» TRY IT:
When transcribing the entries, keep each one exactly as it is.

» RECORDS FOR THE EXERCISE:
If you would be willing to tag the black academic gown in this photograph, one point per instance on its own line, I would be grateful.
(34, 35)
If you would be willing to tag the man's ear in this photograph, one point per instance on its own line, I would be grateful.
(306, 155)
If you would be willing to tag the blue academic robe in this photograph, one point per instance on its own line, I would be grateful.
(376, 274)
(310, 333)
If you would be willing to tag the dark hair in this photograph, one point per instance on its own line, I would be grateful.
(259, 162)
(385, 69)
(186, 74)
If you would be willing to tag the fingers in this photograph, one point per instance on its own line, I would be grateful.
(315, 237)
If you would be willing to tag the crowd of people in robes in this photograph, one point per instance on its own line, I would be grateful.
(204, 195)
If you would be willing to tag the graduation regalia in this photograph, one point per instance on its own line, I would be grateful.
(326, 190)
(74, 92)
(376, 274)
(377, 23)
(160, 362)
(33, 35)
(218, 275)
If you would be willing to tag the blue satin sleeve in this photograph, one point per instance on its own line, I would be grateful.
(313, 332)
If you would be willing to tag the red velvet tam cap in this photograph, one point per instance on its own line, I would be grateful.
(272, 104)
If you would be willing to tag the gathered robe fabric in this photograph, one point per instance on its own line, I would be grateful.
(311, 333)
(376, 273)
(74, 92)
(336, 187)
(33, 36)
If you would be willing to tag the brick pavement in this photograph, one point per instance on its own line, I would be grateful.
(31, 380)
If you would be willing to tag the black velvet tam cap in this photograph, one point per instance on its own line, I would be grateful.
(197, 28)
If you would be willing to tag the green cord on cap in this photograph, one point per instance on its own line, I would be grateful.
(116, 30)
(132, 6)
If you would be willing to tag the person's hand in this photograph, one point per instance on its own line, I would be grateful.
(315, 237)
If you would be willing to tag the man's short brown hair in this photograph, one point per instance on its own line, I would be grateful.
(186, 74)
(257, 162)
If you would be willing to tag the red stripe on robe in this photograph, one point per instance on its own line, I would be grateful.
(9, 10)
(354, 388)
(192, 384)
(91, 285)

» SOLUTION BELOW:
If you would be willing to tag the black academic gown in this photograph, one point per instance on its own line, I would be grateful.
(34, 35)
If you would be willing to tag the man's ear in this photograph, one point per instance on its own line, I would be grateful.
(306, 155)
If you would be willing to tag the blue academic robe in this photograph, one point per instance on its own line, I would be grateful.
(376, 274)
(310, 333)
If you would be willing to tag the dark hair in this photograph, one point per instance on its own line, I would be grateful.
(259, 162)
(385, 69)
(186, 74)
If you would be willing to tag the fingers in this photograph, one point per instance on its own line, I would be grateful.
(315, 237)
If you would be willing to tag the crowd of people in robes in this photograph, one point per instance on its own line, I would be grateful.
(204, 195)
If you would be willing to tag the graduation regalia in this photograph, one point per instance on its own line, I would be grateful.
(326, 190)
(74, 92)
(376, 274)
(377, 23)
(160, 362)
(33, 35)
(218, 275)
If you would be willing to tag the blue satin sleeve in this photograph, one point per instance on its own line, I would be grateful.
(313, 332)
If you would be willing to tag the red velvet tam cap in this photograph, one point per instance on its own line, I would be grateful.
(272, 104)
If you would be willing to tag the gathered robe fabric in this photograph, one point per instance on its own line, I would be grateful.
(311, 333)
(376, 273)
(74, 92)
(336, 187)
(33, 36)
If you would be willing to tag the brick pavement in this photograph, one point per instance on its own line, I would be grateful.
(31, 380)
If you would be willing to tag the black velvet tam cap in this photograph, one point per instance on its own line, I would be grateful.
(197, 28)
If you would be willing to tag the green cord on cap in this photograph, one point per instance on its own line, I would be grateful.
(116, 30)
(132, 6)
If you would be willing to tag the person's hand in this photograph, one point per instance on its own line, I would be grateful.
(315, 237)
If you would be willing to tag the man's short brown hair in this photograph, one point per instance on its own line, I would be grateful.
(186, 74)
(257, 162)
If you would be willing to tag the red stripe on robe in this photograph, one point per instance on its own line, I would be grateful.
(9, 10)
(354, 388)
(192, 384)
(91, 285)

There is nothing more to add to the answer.